## What to work on
Your output should repeat each record below with no differences.

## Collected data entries
───

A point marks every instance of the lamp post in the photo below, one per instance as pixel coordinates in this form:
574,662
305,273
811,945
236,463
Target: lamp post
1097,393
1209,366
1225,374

───

## Task output
A point marks every instance of the lamp post in the photo below, one per instance as pixel coordinates in this form:
574,662
305,273
811,945
236,463
Target: lamp post
1097,393
1209,366
1225,374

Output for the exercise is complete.